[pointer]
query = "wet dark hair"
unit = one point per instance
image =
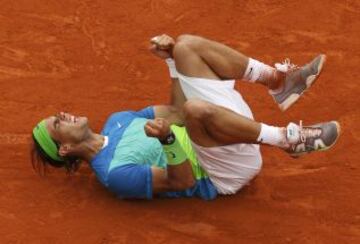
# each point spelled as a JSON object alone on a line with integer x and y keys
{"x": 40, "y": 160}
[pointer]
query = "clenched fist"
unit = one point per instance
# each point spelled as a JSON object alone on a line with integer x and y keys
{"x": 159, "y": 128}
{"x": 162, "y": 46}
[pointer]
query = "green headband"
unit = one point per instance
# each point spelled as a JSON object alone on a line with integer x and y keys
{"x": 42, "y": 137}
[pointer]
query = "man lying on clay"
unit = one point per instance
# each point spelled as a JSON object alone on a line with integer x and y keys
{"x": 147, "y": 153}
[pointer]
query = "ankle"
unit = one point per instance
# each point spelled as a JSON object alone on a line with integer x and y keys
{"x": 276, "y": 83}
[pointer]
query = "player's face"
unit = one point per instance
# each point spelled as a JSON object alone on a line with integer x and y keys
{"x": 67, "y": 128}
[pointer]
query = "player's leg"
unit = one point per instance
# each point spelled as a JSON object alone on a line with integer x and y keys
{"x": 223, "y": 61}
{"x": 286, "y": 82}
{"x": 209, "y": 125}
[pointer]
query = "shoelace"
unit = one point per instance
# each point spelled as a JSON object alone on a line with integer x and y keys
{"x": 308, "y": 132}
{"x": 286, "y": 66}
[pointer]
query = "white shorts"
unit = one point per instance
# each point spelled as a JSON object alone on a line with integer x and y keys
{"x": 229, "y": 167}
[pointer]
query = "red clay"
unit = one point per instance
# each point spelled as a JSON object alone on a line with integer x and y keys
{"x": 91, "y": 58}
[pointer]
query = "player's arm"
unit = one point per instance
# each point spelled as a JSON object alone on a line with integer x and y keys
{"x": 161, "y": 46}
{"x": 173, "y": 178}
{"x": 179, "y": 174}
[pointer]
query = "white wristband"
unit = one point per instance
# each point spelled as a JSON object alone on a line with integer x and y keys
{"x": 172, "y": 68}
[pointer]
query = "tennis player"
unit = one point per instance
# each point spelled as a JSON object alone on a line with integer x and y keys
{"x": 205, "y": 143}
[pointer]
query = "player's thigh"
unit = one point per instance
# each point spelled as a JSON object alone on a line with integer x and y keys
{"x": 189, "y": 63}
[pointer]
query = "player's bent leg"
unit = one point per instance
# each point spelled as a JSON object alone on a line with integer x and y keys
{"x": 189, "y": 63}
{"x": 286, "y": 82}
{"x": 226, "y": 62}
{"x": 211, "y": 125}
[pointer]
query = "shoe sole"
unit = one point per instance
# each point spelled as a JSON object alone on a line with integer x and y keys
{"x": 338, "y": 128}
{"x": 309, "y": 82}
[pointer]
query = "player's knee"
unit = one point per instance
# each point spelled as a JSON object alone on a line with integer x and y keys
{"x": 198, "y": 110}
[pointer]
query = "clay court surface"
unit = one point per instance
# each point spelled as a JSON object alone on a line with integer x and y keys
{"x": 91, "y": 58}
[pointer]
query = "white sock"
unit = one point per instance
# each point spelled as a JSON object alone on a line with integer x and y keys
{"x": 272, "y": 135}
{"x": 258, "y": 71}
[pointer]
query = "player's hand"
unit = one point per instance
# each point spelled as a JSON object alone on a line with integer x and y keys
{"x": 159, "y": 128}
{"x": 162, "y": 46}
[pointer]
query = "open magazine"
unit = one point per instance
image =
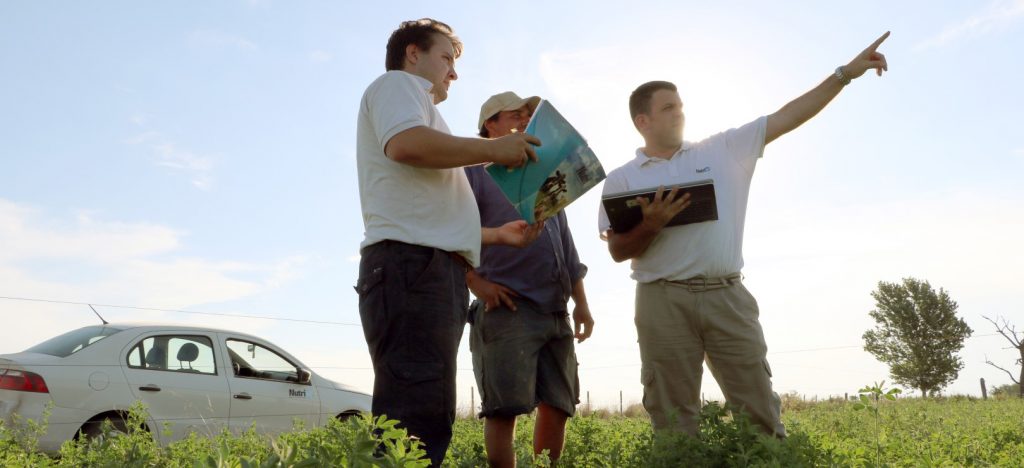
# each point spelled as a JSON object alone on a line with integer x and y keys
{"x": 564, "y": 170}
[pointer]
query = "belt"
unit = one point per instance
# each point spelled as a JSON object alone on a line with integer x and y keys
{"x": 458, "y": 259}
{"x": 700, "y": 284}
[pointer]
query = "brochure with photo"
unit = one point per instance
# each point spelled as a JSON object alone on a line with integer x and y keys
{"x": 564, "y": 170}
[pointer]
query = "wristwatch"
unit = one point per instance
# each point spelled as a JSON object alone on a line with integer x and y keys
{"x": 841, "y": 76}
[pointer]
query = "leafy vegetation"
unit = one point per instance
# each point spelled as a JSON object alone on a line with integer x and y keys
{"x": 886, "y": 431}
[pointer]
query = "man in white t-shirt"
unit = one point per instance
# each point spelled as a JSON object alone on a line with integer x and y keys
{"x": 422, "y": 229}
{"x": 690, "y": 304}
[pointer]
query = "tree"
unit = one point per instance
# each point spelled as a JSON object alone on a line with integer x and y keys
{"x": 1007, "y": 390}
{"x": 1010, "y": 333}
{"x": 918, "y": 335}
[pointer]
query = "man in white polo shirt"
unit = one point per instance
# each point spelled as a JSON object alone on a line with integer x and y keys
{"x": 422, "y": 229}
{"x": 690, "y": 304}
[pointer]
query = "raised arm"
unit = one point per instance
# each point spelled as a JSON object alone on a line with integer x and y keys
{"x": 656, "y": 213}
{"x": 810, "y": 103}
{"x": 426, "y": 147}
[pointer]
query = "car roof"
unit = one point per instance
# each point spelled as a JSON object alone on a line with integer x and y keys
{"x": 158, "y": 326}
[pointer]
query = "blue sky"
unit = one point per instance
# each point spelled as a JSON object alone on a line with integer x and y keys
{"x": 201, "y": 157}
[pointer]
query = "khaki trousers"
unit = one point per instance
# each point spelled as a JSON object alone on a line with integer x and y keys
{"x": 681, "y": 327}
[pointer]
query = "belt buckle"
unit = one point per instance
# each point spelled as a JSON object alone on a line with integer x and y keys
{"x": 691, "y": 285}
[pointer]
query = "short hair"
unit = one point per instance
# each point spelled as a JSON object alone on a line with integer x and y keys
{"x": 418, "y": 32}
{"x": 640, "y": 99}
{"x": 483, "y": 128}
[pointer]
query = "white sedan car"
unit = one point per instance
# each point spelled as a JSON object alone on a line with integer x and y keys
{"x": 189, "y": 379}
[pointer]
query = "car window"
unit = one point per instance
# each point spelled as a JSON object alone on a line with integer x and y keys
{"x": 72, "y": 342}
{"x": 188, "y": 353}
{"x": 253, "y": 360}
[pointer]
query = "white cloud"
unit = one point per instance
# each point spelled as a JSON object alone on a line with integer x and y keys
{"x": 84, "y": 259}
{"x": 321, "y": 56}
{"x": 995, "y": 16}
{"x": 220, "y": 40}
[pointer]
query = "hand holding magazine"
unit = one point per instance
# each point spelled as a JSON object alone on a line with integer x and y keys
{"x": 564, "y": 170}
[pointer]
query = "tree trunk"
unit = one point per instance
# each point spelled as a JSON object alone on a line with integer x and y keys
{"x": 1020, "y": 380}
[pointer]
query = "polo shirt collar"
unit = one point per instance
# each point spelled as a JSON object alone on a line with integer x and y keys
{"x": 642, "y": 159}
{"x": 424, "y": 83}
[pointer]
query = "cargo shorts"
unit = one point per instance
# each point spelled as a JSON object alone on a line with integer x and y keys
{"x": 522, "y": 357}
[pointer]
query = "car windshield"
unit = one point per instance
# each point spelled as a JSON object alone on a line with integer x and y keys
{"x": 72, "y": 342}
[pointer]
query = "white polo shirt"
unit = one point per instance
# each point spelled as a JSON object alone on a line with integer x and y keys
{"x": 711, "y": 249}
{"x": 427, "y": 207}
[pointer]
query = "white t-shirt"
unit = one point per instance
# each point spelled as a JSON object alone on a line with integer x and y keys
{"x": 711, "y": 249}
{"x": 427, "y": 207}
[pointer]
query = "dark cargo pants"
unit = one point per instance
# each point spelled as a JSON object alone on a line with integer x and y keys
{"x": 413, "y": 304}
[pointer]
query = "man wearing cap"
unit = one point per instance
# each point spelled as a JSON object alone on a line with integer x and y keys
{"x": 422, "y": 229}
{"x": 691, "y": 305}
{"x": 521, "y": 339}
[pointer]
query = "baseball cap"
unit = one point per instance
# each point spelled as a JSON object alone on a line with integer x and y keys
{"x": 507, "y": 100}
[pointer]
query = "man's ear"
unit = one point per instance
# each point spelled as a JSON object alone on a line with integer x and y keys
{"x": 489, "y": 125}
{"x": 412, "y": 53}
{"x": 641, "y": 121}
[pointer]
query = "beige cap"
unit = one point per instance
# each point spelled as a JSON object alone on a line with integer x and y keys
{"x": 507, "y": 100}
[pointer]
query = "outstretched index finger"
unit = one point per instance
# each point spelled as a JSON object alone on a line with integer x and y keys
{"x": 875, "y": 45}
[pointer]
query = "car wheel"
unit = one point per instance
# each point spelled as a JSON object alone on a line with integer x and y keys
{"x": 348, "y": 414}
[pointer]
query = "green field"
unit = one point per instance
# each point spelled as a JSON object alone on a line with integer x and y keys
{"x": 905, "y": 432}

....................

Identify every line in the rows above that contains the word "cargo", and copy each of those lines.

Solution for this task
query = "cargo shorts"
query = "dark cargo pants"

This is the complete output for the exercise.